Stored data entries:
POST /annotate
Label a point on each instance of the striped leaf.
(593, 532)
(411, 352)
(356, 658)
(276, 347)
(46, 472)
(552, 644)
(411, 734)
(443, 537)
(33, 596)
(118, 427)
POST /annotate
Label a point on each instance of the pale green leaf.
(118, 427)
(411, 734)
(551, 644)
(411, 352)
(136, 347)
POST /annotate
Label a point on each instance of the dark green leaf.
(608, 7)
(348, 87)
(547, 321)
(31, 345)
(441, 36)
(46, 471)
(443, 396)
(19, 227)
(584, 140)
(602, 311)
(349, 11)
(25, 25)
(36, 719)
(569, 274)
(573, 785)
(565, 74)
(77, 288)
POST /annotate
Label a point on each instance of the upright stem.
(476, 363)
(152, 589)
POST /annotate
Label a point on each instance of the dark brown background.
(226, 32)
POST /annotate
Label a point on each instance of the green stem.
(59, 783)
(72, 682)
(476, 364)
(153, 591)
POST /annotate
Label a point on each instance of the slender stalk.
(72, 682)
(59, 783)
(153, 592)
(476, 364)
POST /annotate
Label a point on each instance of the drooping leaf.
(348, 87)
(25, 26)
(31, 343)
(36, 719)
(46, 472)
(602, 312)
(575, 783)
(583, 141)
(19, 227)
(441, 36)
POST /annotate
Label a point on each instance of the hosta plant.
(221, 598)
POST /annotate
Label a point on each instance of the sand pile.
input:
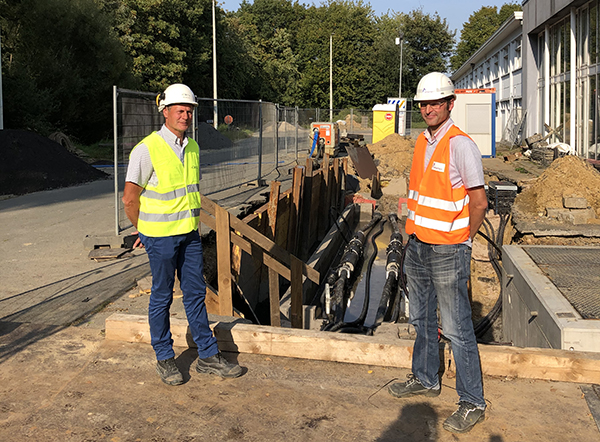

Requirement
All of the data must be given again exactly, without the pictures.

Exercise solution
POST /annotate
Label a point on each instance of the striped leaf.
(593, 532)
(411, 352)
(356, 658)
(276, 347)
(46, 472)
(552, 644)
(411, 734)
(443, 537)
(33, 596)
(118, 427)
POST /annotate
Label a point on each instance of the pale green leaf.
(118, 427)
(411, 734)
(551, 644)
(411, 352)
(136, 347)
POST /annotate
Label a point on each instance of the dark green leaf.
(608, 7)
(348, 87)
(547, 321)
(31, 345)
(441, 36)
(46, 471)
(443, 396)
(19, 227)
(584, 140)
(602, 311)
(349, 11)
(25, 25)
(36, 719)
(569, 274)
(573, 785)
(565, 74)
(77, 288)
POST /annotate
Label a point on each instance of the upright stem.
(476, 363)
(152, 589)
POST /annotate
Label a point on each instance of the dark brown background.
(226, 32)
POST /annotate
Label a point on each instance of the green stem.
(59, 783)
(72, 682)
(476, 364)
(153, 591)
POST /annotate
Label a point on each instance of the slender stalk.
(72, 682)
(59, 783)
(153, 592)
(476, 364)
POST /annotate
Label a point on each instance of the drooping leaf.
(348, 87)
(25, 26)
(31, 343)
(36, 719)
(46, 472)
(602, 312)
(575, 783)
(583, 141)
(19, 227)
(441, 36)
POST /annotate
Label a point on each instance of the hosta plant.
(221, 598)
POST /annotate
Label a point on each instance of the sand pile.
input:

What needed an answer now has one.